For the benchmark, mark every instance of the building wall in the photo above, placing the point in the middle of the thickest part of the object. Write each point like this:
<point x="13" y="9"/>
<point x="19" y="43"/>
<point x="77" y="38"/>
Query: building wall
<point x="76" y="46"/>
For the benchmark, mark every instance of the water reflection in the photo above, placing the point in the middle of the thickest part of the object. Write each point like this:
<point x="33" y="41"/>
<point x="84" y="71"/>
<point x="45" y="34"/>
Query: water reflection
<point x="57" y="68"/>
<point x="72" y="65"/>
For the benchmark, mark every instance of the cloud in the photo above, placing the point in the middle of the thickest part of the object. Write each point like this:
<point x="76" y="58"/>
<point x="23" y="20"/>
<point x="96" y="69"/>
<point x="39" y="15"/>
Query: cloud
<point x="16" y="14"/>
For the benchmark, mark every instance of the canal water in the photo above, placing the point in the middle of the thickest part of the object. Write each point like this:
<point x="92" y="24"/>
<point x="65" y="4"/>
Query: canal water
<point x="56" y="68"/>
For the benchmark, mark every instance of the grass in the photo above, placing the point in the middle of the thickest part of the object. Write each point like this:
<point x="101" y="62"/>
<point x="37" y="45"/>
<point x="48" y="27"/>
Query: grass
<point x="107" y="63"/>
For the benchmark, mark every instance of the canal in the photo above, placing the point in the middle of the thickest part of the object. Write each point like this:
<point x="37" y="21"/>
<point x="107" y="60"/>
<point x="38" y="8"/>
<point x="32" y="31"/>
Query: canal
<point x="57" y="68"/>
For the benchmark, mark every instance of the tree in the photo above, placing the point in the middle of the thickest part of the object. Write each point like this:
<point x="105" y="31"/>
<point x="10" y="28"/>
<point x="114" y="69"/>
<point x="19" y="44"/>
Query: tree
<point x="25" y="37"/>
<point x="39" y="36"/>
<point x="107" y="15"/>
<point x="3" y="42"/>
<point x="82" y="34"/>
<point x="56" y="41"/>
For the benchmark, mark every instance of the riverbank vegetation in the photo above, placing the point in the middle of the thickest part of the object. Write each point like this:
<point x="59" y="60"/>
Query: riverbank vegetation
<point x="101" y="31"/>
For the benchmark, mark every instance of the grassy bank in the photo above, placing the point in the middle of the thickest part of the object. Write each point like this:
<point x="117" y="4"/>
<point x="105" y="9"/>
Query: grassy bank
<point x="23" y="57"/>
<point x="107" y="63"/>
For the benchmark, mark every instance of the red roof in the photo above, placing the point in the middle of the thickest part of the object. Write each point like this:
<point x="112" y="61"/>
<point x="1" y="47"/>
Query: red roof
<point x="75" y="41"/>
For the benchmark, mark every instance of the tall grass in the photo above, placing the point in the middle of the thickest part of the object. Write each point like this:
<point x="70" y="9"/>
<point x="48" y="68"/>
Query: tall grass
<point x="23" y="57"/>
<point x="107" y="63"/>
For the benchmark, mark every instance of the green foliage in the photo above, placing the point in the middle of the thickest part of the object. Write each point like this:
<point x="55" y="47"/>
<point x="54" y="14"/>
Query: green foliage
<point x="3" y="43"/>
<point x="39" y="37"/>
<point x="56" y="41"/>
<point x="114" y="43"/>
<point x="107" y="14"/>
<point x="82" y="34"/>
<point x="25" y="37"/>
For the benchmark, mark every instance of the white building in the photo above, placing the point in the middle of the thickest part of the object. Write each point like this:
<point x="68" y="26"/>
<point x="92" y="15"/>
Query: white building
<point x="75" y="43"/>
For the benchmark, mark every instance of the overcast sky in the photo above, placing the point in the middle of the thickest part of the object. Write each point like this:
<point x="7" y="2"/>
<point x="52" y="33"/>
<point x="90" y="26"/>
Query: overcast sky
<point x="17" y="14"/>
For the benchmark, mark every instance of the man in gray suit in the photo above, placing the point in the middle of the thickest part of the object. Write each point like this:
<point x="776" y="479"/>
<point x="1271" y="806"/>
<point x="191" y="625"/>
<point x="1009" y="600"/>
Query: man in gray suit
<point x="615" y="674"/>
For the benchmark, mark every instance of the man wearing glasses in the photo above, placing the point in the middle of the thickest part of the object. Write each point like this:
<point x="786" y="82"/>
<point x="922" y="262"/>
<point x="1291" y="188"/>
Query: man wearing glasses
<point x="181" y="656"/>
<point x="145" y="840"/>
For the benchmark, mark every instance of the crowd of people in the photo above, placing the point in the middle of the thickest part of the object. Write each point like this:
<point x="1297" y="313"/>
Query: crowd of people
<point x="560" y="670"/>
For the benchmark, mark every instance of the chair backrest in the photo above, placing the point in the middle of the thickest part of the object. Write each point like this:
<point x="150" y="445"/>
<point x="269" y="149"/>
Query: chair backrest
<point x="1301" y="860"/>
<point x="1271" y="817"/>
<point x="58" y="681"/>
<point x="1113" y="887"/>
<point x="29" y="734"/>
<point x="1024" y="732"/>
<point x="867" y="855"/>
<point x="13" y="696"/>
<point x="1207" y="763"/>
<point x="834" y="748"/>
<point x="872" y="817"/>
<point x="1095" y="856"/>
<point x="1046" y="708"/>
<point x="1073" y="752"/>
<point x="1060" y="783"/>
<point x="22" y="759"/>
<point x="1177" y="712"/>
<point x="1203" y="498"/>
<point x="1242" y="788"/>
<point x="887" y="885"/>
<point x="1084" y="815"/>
--
* THE PROBLEM *
Substitute "widest part" for each occurrence of "thickest part" in all of the lines above, and write them out again with nothing else changed.

* TASK RESULT *
For the benchmark, mark every instance of the building wall in the photo above, placing the point in the middle of the widest part of the object. Write each point like this:
<point x="13" y="9"/>
<point x="19" y="43"/>
<point x="77" y="38"/>
Query: building wall
<point x="76" y="46"/>
For the benchmark, mark every instance of the water reflection in the photo above, placing the point in the middle of the widest part of the object. Write each point like this:
<point x="33" y="41"/>
<point x="84" y="71"/>
<point x="45" y="34"/>
Query: water reflection
<point x="57" y="68"/>
<point x="72" y="65"/>
For the benchmark, mark every instance of the cloud in the photo above, placing the point in the middle of the widest part of the object. Write each point like this:
<point x="76" y="58"/>
<point x="23" y="20"/>
<point x="96" y="69"/>
<point x="39" y="15"/>
Query: cloud
<point x="16" y="14"/>
For the benchmark, mark every instance of the canal water in the photo above, placing the point in the middle of the widest part of the object. Write each point like this:
<point x="92" y="24"/>
<point x="65" y="4"/>
Query: canal water
<point x="56" y="68"/>
For the benchmark, mark every instance of the grass in the photo above, placing the point in the middle of the widest part of the object. Write each point like this:
<point x="101" y="62"/>
<point x="37" y="45"/>
<point x="48" y="27"/>
Query: grass
<point x="107" y="63"/>
For the benchmark, mark every instance of the canal in the photo above, placing the point in the middle of the widest part of the object. Write each point like this:
<point x="37" y="21"/>
<point x="107" y="60"/>
<point x="38" y="8"/>
<point x="32" y="31"/>
Query: canal
<point x="57" y="68"/>
For the benchmark, mark every instance of the tree in the photo above, placing the point in the middle of the widest part of the object. Write each point like this:
<point x="105" y="31"/>
<point x="10" y="28"/>
<point x="114" y="69"/>
<point x="19" y="44"/>
Query: tree
<point x="25" y="37"/>
<point x="39" y="36"/>
<point x="107" y="15"/>
<point x="3" y="42"/>
<point x="82" y="34"/>
<point x="56" y="41"/>
For the benchmark, mark every instance of the riverbank vegetation in the photo above, placing the point in the middle of the widest part of the object. Write each point like this:
<point x="59" y="60"/>
Query: riverbank vegetation
<point x="101" y="31"/>
For the benchmark, mark every instance of the grassy bank in the photo above, placing the point in the middle of the widest part of the object. Write each point like this:
<point x="117" y="4"/>
<point x="105" y="9"/>
Query: grassy bank
<point x="23" y="57"/>
<point x="107" y="63"/>
For the benchmark, mark every instance of the red roof in the photo above, placing the point in the middle of the widest part of the object. Write each point like this:
<point x="112" y="61"/>
<point x="1" y="47"/>
Query: red roof
<point x="75" y="41"/>
For the benchmark, mark every instance of the tall grass in the photo above, placing the point in the middle of the widest part of the object. Write each point like this:
<point x="70" y="9"/>
<point x="48" y="68"/>
Query: tall grass
<point x="23" y="57"/>
<point x="107" y="63"/>
For the benchmark, mark every instance of the green foliage in the photo above, placing the point in the middle of the widest part of the object. Write each point like this:
<point x="55" y="47"/>
<point x="54" y="14"/>
Query: green foliage
<point x="3" y="43"/>
<point x="39" y="37"/>
<point x="56" y="41"/>
<point x="114" y="43"/>
<point x="107" y="14"/>
<point x="82" y="34"/>
<point x="25" y="37"/>
For the benchmark, mark every instance of the white building in the photo above, placing the point in the middle of the widest part of the object. Write each point like this:
<point x="68" y="26"/>
<point x="92" y="15"/>
Query: white building
<point x="75" y="43"/>
For the benchmark, mark every instance of the overcast sky in the photo above, placing the point in the middle of the widest part of the object. Write each point like this:
<point x="7" y="2"/>
<point x="52" y="33"/>
<point x="90" y="26"/>
Query: overcast sky
<point x="17" y="14"/>
For the benchmark, mark every instance of the man in gray suit in the photo above, placing the point in the middle of the widest part of the object. Write each point like this:
<point x="776" y="479"/>
<point x="1271" y="806"/>
<point x="191" y="625"/>
<point x="1009" y="600"/>
Query: man in gray suit
<point x="615" y="674"/>
For the benchmark, mark every instance of the man wearing glasses in the photo above, placing the point in the middle of the widest part of the object. Write each point like this:
<point x="786" y="82"/>
<point x="922" y="262"/>
<point x="1291" y="188"/>
Query: man wearing glasses
<point x="181" y="656"/>
<point x="145" y="840"/>
For the benchmark, mark every instance of the crowd of people in the photo above, placing the point in the middle of the widest part of the object. Write each point like this:
<point x="1297" y="313"/>
Query: crowd of people
<point x="560" y="670"/>
For the benchmark, mark every instance of the chair backrest in the photo above, placing the point in the middle of the widest part of the object. Write each point like this:
<point x="150" y="445"/>
<point x="269" y="149"/>
Query: chair backrest
<point x="1301" y="860"/>
<point x="1271" y="817"/>
<point x="58" y="681"/>
<point x="1113" y="887"/>
<point x="29" y="734"/>
<point x="1024" y="732"/>
<point x="867" y="855"/>
<point x="13" y="696"/>
<point x="1207" y="763"/>
<point x="834" y="748"/>
<point x="872" y="817"/>
<point x="1095" y="856"/>
<point x="1046" y="708"/>
<point x="1073" y="752"/>
<point x="1060" y="783"/>
<point x="22" y="759"/>
<point x="1177" y="712"/>
<point x="1203" y="498"/>
<point x="1242" y="788"/>
<point x="887" y="885"/>
<point x="1084" y="815"/>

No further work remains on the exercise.